---------- Study material

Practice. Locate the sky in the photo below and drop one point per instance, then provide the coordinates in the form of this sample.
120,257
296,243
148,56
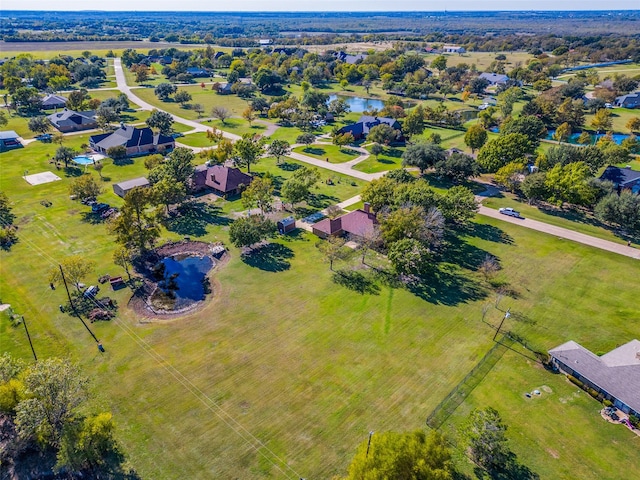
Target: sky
322,5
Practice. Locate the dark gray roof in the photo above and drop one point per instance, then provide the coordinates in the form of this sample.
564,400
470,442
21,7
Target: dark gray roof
617,372
8,135
620,176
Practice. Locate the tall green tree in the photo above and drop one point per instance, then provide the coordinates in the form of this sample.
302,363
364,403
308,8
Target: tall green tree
407,456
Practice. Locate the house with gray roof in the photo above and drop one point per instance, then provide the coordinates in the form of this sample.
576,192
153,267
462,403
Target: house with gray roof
53,101
365,123
71,121
622,178
630,100
615,375
137,141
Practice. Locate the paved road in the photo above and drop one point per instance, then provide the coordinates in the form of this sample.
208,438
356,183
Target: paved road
564,233
127,90
347,170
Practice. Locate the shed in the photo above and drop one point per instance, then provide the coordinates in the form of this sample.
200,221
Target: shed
122,188
286,225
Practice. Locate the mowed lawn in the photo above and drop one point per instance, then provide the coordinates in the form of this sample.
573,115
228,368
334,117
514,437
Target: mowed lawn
283,373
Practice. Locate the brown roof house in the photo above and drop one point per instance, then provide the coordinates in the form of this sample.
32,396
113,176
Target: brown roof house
358,223
222,180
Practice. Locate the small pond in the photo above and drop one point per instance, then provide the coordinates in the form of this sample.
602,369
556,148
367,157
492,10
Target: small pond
182,281
359,104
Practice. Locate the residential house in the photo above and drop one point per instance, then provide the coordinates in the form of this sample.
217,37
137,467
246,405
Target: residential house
137,141
622,178
361,128
122,188
630,100
9,140
453,49
495,78
357,223
71,121
53,101
351,59
221,179
615,375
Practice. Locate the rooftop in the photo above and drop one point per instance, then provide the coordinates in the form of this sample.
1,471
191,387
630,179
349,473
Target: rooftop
617,372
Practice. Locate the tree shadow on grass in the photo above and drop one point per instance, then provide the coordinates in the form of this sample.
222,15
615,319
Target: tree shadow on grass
192,219
448,286
356,281
272,257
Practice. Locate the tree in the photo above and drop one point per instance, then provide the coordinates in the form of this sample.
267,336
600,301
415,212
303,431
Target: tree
306,138
248,150
407,456
534,187
134,228
528,125
439,63
122,258
297,188
410,258
55,389
39,124
458,167
248,115
510,175
504,149
75,268
414,123
602,120
182,97
164,90
484,433
259,194
247,231
279,148
221,113
376,149
475,137
422,155
622,210
633,125
64,154
84,186
383,133
169,191
332,249
161,121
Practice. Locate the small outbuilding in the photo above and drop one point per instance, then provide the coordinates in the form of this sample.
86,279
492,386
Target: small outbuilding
122,188
286,225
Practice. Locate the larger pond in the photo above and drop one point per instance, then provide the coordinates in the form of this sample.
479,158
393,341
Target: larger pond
183,281
359,104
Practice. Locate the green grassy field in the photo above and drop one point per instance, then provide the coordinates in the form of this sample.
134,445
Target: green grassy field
334,153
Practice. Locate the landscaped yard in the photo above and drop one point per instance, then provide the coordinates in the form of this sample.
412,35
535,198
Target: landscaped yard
334,153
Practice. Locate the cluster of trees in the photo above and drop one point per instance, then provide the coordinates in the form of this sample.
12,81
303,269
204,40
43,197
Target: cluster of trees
8,234
414,219
418,456
45,405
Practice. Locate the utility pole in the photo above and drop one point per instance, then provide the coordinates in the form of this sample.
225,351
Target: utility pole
24,322
507,314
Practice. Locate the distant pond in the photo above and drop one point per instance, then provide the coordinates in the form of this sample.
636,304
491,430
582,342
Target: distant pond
359,104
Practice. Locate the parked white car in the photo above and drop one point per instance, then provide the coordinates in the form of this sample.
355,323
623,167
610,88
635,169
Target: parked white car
509,211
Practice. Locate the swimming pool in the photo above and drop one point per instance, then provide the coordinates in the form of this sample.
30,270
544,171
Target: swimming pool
83,160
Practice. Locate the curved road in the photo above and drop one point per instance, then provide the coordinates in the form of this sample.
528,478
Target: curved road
346,169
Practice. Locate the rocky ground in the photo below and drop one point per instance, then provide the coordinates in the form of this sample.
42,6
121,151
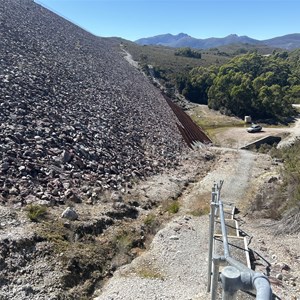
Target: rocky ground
69,115
91,169
175,266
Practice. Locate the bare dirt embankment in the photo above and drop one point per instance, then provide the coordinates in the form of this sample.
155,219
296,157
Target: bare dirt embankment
175,265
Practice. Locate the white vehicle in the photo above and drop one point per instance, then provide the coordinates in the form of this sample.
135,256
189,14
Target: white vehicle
254,128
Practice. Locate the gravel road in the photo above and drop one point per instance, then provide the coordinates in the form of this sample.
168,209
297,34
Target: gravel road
175,265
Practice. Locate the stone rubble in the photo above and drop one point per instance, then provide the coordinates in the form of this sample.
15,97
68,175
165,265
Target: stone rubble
73,112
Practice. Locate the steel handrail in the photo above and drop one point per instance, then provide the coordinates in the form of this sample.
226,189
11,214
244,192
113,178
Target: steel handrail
236,276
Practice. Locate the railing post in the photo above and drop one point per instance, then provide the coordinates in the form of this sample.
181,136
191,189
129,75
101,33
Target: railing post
231,279
211,235
215,277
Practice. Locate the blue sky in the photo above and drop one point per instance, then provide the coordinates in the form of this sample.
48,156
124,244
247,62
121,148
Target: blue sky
134,19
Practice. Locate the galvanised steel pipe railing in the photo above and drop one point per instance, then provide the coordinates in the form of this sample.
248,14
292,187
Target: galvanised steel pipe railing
236,276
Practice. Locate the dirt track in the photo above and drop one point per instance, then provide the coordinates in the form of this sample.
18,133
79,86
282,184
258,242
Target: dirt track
243,172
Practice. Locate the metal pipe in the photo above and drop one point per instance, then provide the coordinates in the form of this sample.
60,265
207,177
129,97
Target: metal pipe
224,230
215,278
231,278
262,286
211,236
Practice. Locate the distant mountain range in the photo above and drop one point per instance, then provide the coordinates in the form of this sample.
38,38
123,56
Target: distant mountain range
288,42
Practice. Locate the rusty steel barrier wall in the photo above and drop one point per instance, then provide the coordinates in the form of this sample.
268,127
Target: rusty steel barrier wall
191,132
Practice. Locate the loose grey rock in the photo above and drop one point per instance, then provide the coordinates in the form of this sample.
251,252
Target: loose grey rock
70,214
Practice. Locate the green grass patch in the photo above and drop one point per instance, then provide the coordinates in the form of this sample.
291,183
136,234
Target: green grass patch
36,212
172,207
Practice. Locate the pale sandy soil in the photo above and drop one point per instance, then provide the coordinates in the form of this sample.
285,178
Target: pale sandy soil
175,265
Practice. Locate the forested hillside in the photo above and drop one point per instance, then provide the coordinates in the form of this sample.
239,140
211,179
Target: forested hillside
251,84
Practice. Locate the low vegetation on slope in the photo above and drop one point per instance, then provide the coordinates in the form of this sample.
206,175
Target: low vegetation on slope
236,80
288,195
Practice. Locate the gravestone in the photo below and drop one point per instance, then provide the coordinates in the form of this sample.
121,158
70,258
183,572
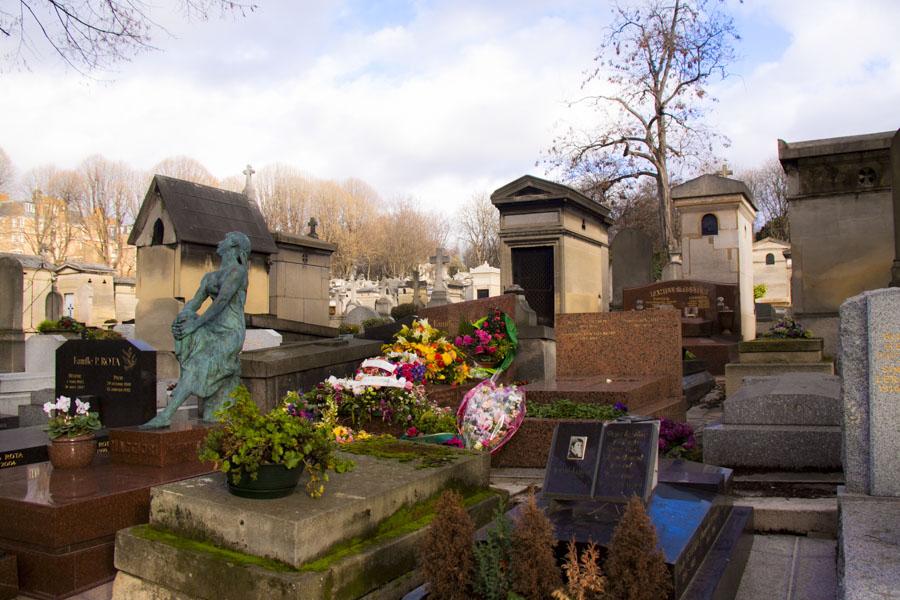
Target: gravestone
360,314
608,462
12,339
119,374
570,474
628,455
870,365
631,253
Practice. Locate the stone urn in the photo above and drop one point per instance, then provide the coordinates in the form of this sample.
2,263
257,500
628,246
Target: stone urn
72,453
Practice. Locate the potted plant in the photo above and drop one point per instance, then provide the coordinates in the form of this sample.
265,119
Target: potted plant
491,341
264,455
72,442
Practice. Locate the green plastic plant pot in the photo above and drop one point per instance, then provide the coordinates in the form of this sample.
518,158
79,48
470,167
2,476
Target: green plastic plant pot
272,481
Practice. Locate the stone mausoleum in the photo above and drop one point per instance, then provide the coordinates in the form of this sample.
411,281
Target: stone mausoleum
842,223
555,245
717,215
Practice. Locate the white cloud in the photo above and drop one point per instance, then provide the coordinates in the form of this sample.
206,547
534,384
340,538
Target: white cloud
456,98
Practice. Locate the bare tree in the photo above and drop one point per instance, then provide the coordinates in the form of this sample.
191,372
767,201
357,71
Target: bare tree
53,218
479,223
653,70
107,206
186,168
7,173
91,34
768,184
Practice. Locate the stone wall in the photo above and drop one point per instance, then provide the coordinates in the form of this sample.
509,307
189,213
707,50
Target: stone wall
448,316
646,342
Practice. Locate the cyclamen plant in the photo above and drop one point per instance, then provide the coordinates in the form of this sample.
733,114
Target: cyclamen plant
63,424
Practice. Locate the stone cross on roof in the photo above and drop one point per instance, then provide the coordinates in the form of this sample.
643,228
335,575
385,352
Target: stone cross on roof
249,188
439,260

--------------------

Task instructions. Out of the preceding entries, pull each line that contains the word "below".

Completed exercise.
Practice. Locate the sky in the photo below and drop one point per instance, then provide the coordinates in the form of this sample.
Practice. Locate the rocky ground in the photo below and drop one point per instance, then provide the coordinates in the form of this sample.
Practice. Locate the gravestone in the photo below and drop one point per instance, then provide the coordinates in the form of this sample.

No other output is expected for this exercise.